#### Aim of the task
Find every line in the listing below that contains the string "window" with the same capitalization, and copy each of those lines.

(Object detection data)
● ● ● ● ●

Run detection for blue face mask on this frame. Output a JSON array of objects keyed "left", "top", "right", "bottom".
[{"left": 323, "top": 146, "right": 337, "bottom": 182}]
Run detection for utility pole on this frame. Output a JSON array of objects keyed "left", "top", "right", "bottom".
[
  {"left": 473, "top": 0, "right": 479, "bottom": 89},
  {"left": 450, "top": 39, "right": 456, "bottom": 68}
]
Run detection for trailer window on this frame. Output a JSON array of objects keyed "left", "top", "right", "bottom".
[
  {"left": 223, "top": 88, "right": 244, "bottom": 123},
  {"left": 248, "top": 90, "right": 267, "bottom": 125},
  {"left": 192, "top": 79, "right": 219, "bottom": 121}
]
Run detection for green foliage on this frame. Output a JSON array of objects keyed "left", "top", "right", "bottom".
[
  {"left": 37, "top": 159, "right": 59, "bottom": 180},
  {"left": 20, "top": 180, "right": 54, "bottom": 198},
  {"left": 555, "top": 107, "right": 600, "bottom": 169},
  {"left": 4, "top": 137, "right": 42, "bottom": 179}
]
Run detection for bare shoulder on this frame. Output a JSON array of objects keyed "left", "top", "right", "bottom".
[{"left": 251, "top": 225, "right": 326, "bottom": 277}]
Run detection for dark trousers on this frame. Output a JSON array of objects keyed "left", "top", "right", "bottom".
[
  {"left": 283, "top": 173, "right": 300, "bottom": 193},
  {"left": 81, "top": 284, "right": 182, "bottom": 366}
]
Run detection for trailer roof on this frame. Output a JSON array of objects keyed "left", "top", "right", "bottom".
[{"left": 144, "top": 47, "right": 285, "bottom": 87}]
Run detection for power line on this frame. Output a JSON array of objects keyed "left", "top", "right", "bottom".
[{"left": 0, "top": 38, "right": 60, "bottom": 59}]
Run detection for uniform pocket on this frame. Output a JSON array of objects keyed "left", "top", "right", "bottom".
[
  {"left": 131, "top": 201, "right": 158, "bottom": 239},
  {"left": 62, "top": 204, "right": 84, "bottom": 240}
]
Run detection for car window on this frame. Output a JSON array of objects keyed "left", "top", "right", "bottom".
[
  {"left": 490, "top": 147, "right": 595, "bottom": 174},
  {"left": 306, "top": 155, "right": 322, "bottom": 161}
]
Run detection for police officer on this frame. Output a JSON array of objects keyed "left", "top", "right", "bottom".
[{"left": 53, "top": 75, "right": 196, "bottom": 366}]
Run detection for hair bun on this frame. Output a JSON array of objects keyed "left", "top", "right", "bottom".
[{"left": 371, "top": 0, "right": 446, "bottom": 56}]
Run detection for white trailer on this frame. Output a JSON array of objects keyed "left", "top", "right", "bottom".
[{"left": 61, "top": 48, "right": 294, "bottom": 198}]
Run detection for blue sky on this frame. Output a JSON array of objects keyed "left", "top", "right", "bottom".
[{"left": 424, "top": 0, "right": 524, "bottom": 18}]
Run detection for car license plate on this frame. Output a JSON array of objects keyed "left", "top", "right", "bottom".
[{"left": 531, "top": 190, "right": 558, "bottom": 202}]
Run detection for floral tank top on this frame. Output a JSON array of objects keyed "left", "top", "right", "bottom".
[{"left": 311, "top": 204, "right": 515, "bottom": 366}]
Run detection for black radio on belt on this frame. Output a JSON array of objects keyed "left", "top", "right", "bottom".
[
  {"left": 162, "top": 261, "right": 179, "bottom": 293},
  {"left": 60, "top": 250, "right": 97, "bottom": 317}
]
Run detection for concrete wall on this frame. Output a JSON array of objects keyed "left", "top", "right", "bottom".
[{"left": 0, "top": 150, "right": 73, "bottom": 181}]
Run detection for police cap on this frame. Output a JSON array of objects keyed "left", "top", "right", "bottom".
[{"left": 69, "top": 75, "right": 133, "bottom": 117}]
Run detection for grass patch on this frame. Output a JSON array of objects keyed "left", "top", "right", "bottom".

● ● ● ● ●

#### Written response
Run detection for trailer window on this frame. Output a JSON array of objects keyed "left", "top", "right", "bottom".
Run detection for car window on this frame. Output a JSON array of objects keyed "left", "top", "right", "bottom".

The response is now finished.